Task to carry out :: Please count the lines in the records below that contain the string "shadow" and give only that number.

___

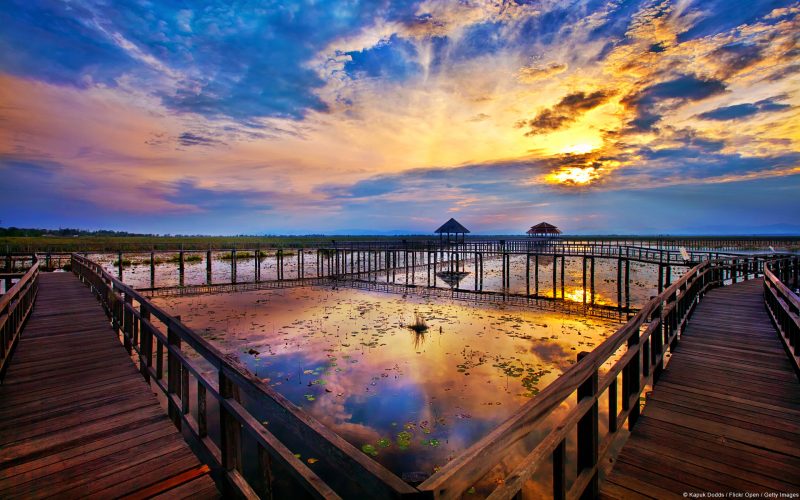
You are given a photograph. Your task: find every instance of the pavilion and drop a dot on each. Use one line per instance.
(543, 229)
(452, 227)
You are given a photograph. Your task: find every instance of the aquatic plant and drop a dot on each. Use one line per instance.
(419, 325)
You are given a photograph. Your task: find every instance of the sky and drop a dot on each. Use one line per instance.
(344, 117)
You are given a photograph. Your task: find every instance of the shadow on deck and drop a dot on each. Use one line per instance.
(725, 414)
(77, 418)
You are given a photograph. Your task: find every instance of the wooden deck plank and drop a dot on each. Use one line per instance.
(725, 414)
(76, 417)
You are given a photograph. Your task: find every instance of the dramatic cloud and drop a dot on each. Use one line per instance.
(323, 116)
(568, 109)
(652, 101)
(744, 110)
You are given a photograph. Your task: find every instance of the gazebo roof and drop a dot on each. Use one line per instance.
(544, 227)
(452, 226)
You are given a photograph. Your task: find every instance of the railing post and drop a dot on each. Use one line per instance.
(630, 381)
(560, 471)
(588, 434)
(174, 370)
(230, 430)
(146, 343)
(127, 324)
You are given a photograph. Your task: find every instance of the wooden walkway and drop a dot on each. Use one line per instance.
(725, 414)
(76, 417)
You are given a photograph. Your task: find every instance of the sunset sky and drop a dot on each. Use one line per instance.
(391, 117)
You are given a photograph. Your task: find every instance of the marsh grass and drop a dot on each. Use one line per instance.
(419, 325)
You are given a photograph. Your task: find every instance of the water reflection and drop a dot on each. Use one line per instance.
(345, 357)
(452, 278)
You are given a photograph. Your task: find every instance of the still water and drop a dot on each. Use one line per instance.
(410, 400)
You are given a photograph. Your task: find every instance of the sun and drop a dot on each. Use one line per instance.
(579, 149)
(573, 175)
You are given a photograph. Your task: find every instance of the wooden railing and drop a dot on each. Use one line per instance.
(253, 460)
(783, 303)
(645, 339)
(15, 307)
(635, 353)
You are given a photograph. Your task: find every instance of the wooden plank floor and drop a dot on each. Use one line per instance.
(76, 417)
(725, 415)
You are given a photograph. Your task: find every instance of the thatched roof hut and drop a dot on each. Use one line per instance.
(543, 229)
(452, 227)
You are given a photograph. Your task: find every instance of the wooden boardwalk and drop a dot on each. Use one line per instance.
(76, 417)
(725, 414)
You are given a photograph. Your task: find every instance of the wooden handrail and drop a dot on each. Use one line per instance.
(15, 308)
(783, 304)
(233, 388)
(664, 317)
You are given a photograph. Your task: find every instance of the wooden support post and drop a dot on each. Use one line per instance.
(528, 274)
(481, 265)
(612, 406)
(627, 284)
(505, 271)
(434, 269)
(619, 284)
(475, 267)
(257, 268)
(560, 471)
(173, 375)
(588, 435)
(152, 269)
(208, 267)
(630, 382)
(233, 265)
(583, 289)
(202, 412)
(127, 325)
(181, 266)
(146, 344)
(119, 265)
(230, 429)
(429, 268)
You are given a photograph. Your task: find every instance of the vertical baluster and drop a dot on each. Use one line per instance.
(202, 415)
(588, 433)
(127, 329)
(173, 374)
(612, 406)
(146, 347)
(230, 430)
(560, 471)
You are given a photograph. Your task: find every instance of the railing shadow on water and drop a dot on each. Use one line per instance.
(637, 353)
(254, 425)
(232, 414)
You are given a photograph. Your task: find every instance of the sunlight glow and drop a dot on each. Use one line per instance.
(573, 175)
(579, 149)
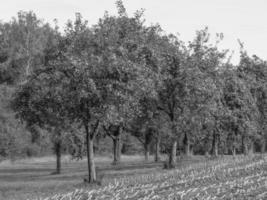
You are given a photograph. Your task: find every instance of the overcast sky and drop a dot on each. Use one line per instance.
(237, 19)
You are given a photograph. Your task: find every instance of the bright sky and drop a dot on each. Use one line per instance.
(237, 19)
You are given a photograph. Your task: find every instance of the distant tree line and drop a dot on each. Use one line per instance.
(121, 78)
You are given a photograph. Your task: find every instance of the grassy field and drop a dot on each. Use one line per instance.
(195, 178)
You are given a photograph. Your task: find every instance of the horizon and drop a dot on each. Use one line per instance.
(238, 20)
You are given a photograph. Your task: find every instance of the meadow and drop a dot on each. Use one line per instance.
(194, 178)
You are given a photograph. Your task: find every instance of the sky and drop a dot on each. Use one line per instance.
(245, 20)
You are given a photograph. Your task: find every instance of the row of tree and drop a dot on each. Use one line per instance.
(121, 76)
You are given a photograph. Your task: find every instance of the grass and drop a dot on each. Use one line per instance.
(195, 178)
(31, 178)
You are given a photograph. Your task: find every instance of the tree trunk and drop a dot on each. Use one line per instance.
(146, 147)
(58, 155)
(116, 150)
(187, 145)
(90, 157)
(172, 156)
(157, 153)
(263, 146)
(245, 145)
(252, 148)
(215, 144)
(234, 151)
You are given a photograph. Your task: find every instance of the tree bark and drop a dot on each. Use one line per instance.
(263, 146)
(157, 149)
(172, 156)
(58, 155)
(90, 157)
(233, 151)
(116, 149)
(215, 144)
(187, 145)
(252, 148)
(245, 145)
(146, 147)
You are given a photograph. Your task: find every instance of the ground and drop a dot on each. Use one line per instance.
(195, 178)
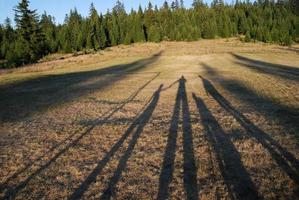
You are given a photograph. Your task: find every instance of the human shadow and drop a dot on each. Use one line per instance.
(284, 159)
(285, 115)
(283, 71)
(65, 145)
(190, 169)
(235, 175)
(138, 125)
(24, 98)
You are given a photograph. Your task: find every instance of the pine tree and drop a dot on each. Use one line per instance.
(30, 34)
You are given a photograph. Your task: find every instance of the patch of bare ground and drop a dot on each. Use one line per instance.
(213, 119)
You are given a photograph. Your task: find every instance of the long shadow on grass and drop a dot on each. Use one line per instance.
(64, 146)
(138, 125)
(237, 179)
(283, 71)
(284, 115)
(289, 118)
(190, 169)
(22, 99)
(285, 160)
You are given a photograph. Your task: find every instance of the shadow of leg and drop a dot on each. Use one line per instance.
(285, 160)
(235, 176)
(190, 169)
(140, 124)
(78, 193)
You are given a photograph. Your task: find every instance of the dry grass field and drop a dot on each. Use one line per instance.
(213, 119)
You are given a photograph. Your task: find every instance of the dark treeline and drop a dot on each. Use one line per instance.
(35, 36)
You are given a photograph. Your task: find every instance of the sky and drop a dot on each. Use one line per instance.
(58, 8)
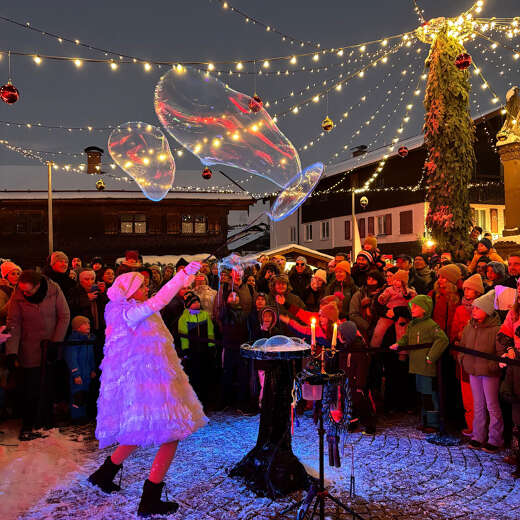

___

Full solution :: 5